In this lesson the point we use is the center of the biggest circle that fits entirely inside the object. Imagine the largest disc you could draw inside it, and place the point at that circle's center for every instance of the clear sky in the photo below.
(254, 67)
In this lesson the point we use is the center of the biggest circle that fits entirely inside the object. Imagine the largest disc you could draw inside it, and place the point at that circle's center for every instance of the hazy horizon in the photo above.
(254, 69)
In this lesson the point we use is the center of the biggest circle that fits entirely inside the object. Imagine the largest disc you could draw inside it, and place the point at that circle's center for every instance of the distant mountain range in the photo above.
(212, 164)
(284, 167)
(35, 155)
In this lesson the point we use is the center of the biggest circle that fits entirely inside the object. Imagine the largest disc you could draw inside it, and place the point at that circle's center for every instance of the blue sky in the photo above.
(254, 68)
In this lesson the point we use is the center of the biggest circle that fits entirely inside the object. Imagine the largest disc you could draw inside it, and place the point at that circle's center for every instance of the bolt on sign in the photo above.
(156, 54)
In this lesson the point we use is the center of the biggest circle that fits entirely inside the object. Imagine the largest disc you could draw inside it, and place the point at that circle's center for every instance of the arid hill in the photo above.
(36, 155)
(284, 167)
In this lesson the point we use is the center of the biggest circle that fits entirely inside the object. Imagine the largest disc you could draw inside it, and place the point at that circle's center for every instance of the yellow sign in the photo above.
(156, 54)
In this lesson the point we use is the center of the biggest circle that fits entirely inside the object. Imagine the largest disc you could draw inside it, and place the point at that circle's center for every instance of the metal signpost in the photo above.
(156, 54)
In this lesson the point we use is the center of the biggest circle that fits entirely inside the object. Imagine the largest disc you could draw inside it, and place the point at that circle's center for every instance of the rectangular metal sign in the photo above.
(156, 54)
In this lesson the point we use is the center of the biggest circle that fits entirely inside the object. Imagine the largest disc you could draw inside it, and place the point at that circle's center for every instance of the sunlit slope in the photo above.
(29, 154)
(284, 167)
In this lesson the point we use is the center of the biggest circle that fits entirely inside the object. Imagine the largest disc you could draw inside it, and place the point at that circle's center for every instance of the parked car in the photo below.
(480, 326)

--

Instructions for the task →
Repeat the data above exactly.

Exercise solution →
In this lesson the point we use is the center of the biggest circle that fits entirely inside the object. Imagine the largest disc you could draw inside it, and place the point at that circle's center for every instance of the clear sky in the photo below.
(254, 67)
In this lesson the point we use is the center of the biggest circle that fits entirely inside the object. Imagine the largest disc you could draw inside it, and place the point at that circle's center for every instance of the hazy horizon in the photo above.
(254, 69)
In this lesson the point we use is the center of the biggest circle that fits entirely inside the object. Imagine the largest disc you could draw inside it, and place the point at that circle's center for every instance of the distant mountain range in the photo above.
(212, 164)
(284, 167)
(35, 155)
In this lesson the point we use is the center of the biggest circle that fits entirely inside the object. Imagine the largest disc you could draw inside it, and place the point at that circle's center for every instance of the blue sky in the photo above.
(254, 68)
In this lesson the point we use is the center of the biggest circle that fits entirely inside the object. Imagine the largest disc you could draw inside it, and place the point at that circle's center for every instance of the bolt on sign in the photo above.
(156, 54)
In this lesson the point we use is the center of the biggest circle that fits entirely inside the object. Imagine the largest disc you could draw inside it, and place the point at that circle's center for every instance of the arid hill in the photo above.
(36, 155)
(284, 167)
In this lesson the point we use is the center of the biggest circle that fits entirely inside the object. Imagine the largest disc you could draw inside it, and place the point at that circle's center for every instance of the yellow sign in the photo above.
(156, 54)
In this lesson the point we use is the center of the biggest circle that fits entirely inside the object. Imagine the largest disc you could draw inside it, and place the point at that circle's center for every instance of the metal signpost in the photo above.
(156, 54)
In this lesson the point we use is the center of the biggest circle that fits entirely inside the object. Imagine the largest disc you could draw inside it, and place the point at that circle's center for every instance of the rectangular metal sign in the photo above.
(156, 54)
In this lesson the point we use is the center of the biggest circle that fits entirely inside the object. Imagine the largest disc you could draw inside it, and place the point at that circle's center for every instance of the sunlit slope in the photo above.
(29, 154)
(284, 167)
In this lesson the point we use is the center of the biggest circle that fits entirely inside the object. Imagine the largest disc you could draw inside it, and place the point at that circle's center for every instance of the parked car in the photo below.
(480, 326)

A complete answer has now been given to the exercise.